Write out all of the lines below character for character, leaving out the pictures.
☆ ☆ ☆ ☆ ☆
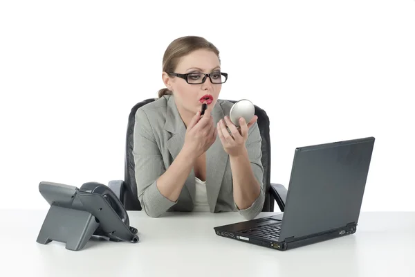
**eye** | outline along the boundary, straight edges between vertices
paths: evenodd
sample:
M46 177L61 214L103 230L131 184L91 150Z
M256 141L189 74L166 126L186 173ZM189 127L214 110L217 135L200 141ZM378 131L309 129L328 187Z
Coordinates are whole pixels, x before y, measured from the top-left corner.
M202 74L201 73L192 73L187 75L187 78L190 80L196 80L202 78Z
M213 79L219 79L221 78L221 73L212 73L210 76Z

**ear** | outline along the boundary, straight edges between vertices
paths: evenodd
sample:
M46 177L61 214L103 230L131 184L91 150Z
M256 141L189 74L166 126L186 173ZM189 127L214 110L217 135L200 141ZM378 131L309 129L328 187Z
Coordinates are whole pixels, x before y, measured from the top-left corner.
M172 77L170 77L169 74L163 71L163 73L161 75L161 78L163 79L163 82L164 82L166 87L169 90L173 91L173 87L172 85L173 79L172 78Z

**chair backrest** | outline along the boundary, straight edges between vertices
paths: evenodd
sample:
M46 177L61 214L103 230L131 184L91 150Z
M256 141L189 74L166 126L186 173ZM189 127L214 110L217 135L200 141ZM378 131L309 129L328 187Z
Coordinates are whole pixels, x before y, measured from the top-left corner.
M136 182L134 157L133 156L133 132L136 120L136 112L140 107L155 101L156 98L149 98L141 101L131 108L128 118L127 128L124 177L126 190L122 197L122 202L127 211L141 211L141 205L138 201L137 193L137 184ZM235 100L229 100L234 103ZM270 141L270 121L266 112L257 106L255 107L255 115L258 116L258 126L262 138L262 166L264 167L264 183L266 185L265 194L265 203L262 211L269 212L274 211L274 199L270 193L270 171L271 171L271 145Z

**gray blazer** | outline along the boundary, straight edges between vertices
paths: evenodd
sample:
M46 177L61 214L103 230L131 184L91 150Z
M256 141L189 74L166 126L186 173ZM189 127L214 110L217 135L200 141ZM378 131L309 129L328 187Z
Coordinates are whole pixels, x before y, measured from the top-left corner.
M212 115L216 123L229 111L232 103L218 100ZM167 95L140 107L136 114L134 145L136 181L138 200L142 210L157 217L166 211L192 211L195 195L195 177L192 170L176 202L165 197L156 181L181 151L186 127L177 110L174 97ZM206 152L206 189L211 213L238 211L246 220L256 217L262 210L265 188L261 162L261 138L255 123L249 129L246 148L254 175L261 184L261 193L252 205L239 210L233 199L232 177L229 155L219 136Z

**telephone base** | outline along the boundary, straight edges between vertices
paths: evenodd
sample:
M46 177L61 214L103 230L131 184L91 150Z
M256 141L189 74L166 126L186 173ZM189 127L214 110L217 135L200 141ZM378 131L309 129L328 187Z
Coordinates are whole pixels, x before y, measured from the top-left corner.
M36 242L47 244L54 240L66 243L66 249L78 251L84 248L99 225L95 217L86 211L53 205Z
☆ ☆ ☆ ☆ ☆
THE RESULT:
**eye** | outline along the boundary, straight edges between vertices
paths: evenodd
sample:
M46 177L61 214L103 230L131 184L91 150Z
M256 141L189 74L166 126L186 173ZM189 127L214 110L217 135L200 141ZM378 131L309 129L328 187Z
Coordinates are whole pixels, x before y, measured from the top-left corner.
M202 74L201 73L192 73L187 75L187 78L190 80L196 80L202 78Z
M213 79L219 79L221 78L221 73L212 73L210 76Z

**ear** | outline along the boundary, straight edges between vertices
paths: evenodd
sample:
M46 177L61 214L103 230L131 184L91 150Z
M256 141L189 74L166 126L186 173ZM189 127L214 110L217 135L200 141ZM378 131L309 129L328 187Z
Coordinates are whole pixels, x before y, measured from the top-left corner.
M172 77L170 77L169 74L163 71L163 73L161 75L161 78L163 79L163 82L164 82L166 87L169 90L173 91L173 87L172 85L173 79L172 78Z

**chair backrest** | outline along the boundary, straight edges between vertices
paths: evenodd
sample:
M46 177L61 214L103 230L131 184L91 150Z
M256 141L189 74L166 126L186 173ZM189 127L214 110L217 135L200 141ZM378 131L309 129L328 187Z
Coordinates are whole pixels, x before y, measured from the top-left corner.
M136 182L134 157L133 156L133 132L136 120L136 112L140 107L155 101L156 98L149 98L141 101L131 108L128 118L127 128L124 177L126 190L122 197L122 202L127 211L141 211L141 205L138 201L137 193L137 184ZM235 100L229 100L234 103ZM270 141L270 121L266 112L257 106L255 107L255 115L258 116L258 126L262 138L262 166L264 167L264 183L266 185L265 194L265 203L262 211L269 212L274 211L274 199L270 193L270 171L271 171L271 145Z

**gray blazer** | outline along the boundary, straight edges between vertices
paths: evenodd
sample:
M46 177L61 214L103 230L131 184L91 150Z
M256 141L189 74L166 126L186 173ZM189 127L214 110L217 135L200 141ZM378 131L309 129L328 187Z
Coordinates are whole pixels, x before y, measured from the top-left corner.
M212 115L216 123L229 111L232 103L218 100ZM167 95L140 107L136 114L134 145L136 181L138 200L142 210L157 217L166 211L192 211L195 195L195 177L192 170L176 202L165 197L156 181L181 151L186 127L177 110L174 97ZM206 152L206 189L211 213L238 211L246 220L256 217L262 210L265 188L261 162L261 138L255 123L249 129L246 148L254 175L261 184L261 193L252 205L239 210L233 199L232 177L229 155L219 136Z

**telephone base** | outline along the boundary, straight edges between vertices
paths: evenodd
sample:
M46 177L61 214L103 230L131 184L91 150Z
M256 141L189 74L166 126L186 173ZM189 127L214 110L217 135L200 141ZM378 131L309 129L328 187Z
Coordinates are whole pixels, x before y, measured from the top-left corner.
M36 242L47 244L54 240L66 243L66 249L78 251L84 248L99 225L95 217L86 211L53 205Z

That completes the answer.